These concerns, of course, might strike some as ironic or even disingenuous, given the ongoing lack of competition in both health care and insurance markets. But this examination of the potential role of a public option in the ACA does highlight the reality that our hybrid public-private system is not inherently stable. On the one hand, conservatives (not to mention a host of economic interests) can legitimately fear that tinkering could push health care down the road toward a singlepayer system. On the other, liberals are not being paranoid in worrying that rules handicapping the public option could ultimately delegitimize it, leaving health care wide open to private insurers and providers to duke it out in ever more concentrated markets.
Through a Glass Darkly
This is a pregnant moment in the long struggle for the soul of the American health care system. The ACA was envisioned as a grand compromise, more or less providing universal coverage while sustaining the dominance of private insurance and allowing satisfied customers to stick with what they have. The hardest problems — containing prices and rationing services without slowing innovation — would largely be left for another day.
But this compromise is better seen as an unstable truce. The ACA is facing existential threats from both the conservative-majority Supreme Court and a Republican Party that long ago decided that the heir to Mitt Romney’s health insurance plan in Massachusetts was a long step down the road to socialism. Even if it survives its enemies’ ill will, the health care system will remain a Rube Goldberg machine that is failing tens of millions of Americans. How long it will take for cost pressures to finally force a reckoning is anyone’s guess.
Democrats have decided that the results of the 2018 Congressional elections demonstrated that swing voters are eager for something better. They have split into two camps, one favoring what amounts to Obamacare 2.0, while the other, looking to Canada and Europe for inspiration, is ready to tear it all down.
Liberals are not being paranoid in worrying that rules handicapping the public option could ultimately delegitimize it.

- Excerpted data:
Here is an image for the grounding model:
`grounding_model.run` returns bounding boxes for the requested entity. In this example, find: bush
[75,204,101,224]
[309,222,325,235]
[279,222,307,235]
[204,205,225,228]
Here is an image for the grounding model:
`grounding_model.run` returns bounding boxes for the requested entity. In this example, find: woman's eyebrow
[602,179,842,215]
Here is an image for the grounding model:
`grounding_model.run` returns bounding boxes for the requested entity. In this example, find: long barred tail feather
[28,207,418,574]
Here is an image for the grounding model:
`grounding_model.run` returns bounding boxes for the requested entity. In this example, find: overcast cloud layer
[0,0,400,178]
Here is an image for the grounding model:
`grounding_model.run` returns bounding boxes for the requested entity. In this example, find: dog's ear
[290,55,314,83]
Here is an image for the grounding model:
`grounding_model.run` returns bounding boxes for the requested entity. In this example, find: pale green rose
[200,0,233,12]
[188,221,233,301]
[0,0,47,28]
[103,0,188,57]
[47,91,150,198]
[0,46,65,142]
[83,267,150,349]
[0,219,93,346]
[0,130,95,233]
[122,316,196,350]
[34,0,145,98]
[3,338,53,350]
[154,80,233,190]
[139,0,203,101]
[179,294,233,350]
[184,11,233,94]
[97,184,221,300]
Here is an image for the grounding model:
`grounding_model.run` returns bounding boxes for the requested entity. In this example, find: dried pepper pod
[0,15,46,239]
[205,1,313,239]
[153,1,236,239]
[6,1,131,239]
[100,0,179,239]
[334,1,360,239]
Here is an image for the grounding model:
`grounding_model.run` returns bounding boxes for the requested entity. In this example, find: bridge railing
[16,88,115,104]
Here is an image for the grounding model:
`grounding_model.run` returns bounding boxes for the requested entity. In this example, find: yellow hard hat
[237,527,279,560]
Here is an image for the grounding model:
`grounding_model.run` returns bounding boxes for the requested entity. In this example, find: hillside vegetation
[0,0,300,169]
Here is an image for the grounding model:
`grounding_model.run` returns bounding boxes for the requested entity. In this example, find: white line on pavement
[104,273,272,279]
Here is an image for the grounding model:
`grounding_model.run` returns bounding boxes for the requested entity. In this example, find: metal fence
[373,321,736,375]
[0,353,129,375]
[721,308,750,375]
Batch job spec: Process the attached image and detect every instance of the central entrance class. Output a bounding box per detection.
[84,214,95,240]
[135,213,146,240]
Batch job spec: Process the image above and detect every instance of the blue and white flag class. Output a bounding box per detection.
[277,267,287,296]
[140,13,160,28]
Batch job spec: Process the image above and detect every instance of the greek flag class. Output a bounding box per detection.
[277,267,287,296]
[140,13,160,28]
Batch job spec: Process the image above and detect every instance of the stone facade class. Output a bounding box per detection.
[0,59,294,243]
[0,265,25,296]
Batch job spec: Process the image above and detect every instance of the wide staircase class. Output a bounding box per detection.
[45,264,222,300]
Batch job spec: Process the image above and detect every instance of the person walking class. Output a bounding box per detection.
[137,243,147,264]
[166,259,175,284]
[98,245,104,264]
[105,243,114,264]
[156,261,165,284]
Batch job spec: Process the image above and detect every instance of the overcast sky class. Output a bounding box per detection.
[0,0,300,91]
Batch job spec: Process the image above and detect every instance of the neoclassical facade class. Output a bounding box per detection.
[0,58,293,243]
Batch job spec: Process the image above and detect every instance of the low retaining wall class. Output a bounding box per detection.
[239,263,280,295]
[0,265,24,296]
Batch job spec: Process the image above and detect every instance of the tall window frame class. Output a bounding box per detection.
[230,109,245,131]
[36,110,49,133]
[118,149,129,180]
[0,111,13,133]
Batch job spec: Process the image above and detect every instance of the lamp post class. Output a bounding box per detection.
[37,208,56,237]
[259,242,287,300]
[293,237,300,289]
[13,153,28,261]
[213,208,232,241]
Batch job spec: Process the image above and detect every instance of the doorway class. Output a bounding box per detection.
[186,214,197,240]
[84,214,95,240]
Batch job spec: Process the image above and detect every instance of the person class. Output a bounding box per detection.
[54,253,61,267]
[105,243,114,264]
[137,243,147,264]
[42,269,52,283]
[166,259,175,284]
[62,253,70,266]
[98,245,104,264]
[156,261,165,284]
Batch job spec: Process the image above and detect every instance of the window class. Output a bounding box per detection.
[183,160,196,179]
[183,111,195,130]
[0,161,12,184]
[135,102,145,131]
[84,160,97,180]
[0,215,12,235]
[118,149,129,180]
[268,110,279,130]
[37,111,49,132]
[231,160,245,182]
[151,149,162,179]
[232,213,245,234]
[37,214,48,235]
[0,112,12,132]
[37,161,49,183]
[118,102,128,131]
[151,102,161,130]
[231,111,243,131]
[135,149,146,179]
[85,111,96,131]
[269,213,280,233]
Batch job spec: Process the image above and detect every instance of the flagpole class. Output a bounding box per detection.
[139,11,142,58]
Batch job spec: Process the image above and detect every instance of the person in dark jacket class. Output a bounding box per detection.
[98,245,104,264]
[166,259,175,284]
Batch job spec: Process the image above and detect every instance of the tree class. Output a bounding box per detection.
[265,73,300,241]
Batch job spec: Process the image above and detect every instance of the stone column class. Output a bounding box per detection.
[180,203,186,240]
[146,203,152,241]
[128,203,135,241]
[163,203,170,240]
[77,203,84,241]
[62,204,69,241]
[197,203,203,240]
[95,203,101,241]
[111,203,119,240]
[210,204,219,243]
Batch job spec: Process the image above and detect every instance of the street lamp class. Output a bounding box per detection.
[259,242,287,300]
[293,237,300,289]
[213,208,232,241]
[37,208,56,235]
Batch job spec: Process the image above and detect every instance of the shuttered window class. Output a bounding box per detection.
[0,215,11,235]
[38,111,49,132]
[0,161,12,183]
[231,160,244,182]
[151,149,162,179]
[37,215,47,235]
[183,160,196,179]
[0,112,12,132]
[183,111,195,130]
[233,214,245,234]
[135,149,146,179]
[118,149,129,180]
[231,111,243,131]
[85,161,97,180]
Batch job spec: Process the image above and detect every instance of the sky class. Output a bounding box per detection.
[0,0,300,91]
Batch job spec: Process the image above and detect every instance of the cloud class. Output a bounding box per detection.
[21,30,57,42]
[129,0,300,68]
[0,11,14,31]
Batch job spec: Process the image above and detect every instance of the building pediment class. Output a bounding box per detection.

- What you are asked to do:
Reproduce, word for word, the part of the health care text starting with "Through a Glass" and going on through "for another day.".

- Reply:
Through a Glass Darkly
This is a pregnant moment in the long struggle for the soul of the American health care system. The ACA was envisioned as a grand compromise, more or less providing universal coverage while sustaining the dominance of private insurance and allowing satisfied customers to stick with what they have. The hardest problems — containing prices and rationing services without slowing innovation — would largely be left for another day.